::: Information shown
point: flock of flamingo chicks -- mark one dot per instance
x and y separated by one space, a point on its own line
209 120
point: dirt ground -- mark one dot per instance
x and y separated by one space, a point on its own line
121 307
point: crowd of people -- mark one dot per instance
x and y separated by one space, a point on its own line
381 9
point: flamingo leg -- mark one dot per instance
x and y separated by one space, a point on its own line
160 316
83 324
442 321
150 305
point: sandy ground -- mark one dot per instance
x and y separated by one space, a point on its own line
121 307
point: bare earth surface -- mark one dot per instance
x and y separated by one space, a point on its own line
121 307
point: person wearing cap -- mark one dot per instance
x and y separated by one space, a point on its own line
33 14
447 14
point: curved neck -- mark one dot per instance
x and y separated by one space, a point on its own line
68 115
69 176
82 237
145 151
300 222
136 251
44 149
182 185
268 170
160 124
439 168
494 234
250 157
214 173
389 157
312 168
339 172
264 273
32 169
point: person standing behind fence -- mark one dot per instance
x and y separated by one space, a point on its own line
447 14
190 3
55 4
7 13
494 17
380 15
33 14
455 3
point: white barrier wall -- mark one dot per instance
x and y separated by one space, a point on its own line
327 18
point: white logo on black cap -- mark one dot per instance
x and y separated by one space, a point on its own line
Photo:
::::::
::: Information shown
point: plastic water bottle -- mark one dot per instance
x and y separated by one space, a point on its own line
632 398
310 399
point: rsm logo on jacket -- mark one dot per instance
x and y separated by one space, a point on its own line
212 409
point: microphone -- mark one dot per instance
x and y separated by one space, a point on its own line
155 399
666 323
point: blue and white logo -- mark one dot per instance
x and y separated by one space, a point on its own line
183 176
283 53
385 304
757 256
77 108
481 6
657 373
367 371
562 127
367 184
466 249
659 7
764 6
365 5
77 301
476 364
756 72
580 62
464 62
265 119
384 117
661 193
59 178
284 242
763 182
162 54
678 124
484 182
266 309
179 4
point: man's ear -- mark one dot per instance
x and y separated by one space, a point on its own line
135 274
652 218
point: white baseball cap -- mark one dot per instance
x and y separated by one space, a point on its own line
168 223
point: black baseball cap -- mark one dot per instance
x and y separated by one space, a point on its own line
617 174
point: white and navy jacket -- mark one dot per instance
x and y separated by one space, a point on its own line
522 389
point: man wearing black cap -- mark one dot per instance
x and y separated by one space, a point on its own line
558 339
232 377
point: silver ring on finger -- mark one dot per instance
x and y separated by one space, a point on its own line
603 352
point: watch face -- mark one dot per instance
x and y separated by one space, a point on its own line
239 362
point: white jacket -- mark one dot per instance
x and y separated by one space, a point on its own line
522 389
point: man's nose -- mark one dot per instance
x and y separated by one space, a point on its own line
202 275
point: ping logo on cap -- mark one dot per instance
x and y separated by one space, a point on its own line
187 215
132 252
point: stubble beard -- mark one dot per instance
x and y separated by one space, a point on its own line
::::::
Across the entries, tally every line that contains the word "white" and report the sum by itself.

### Final answer
6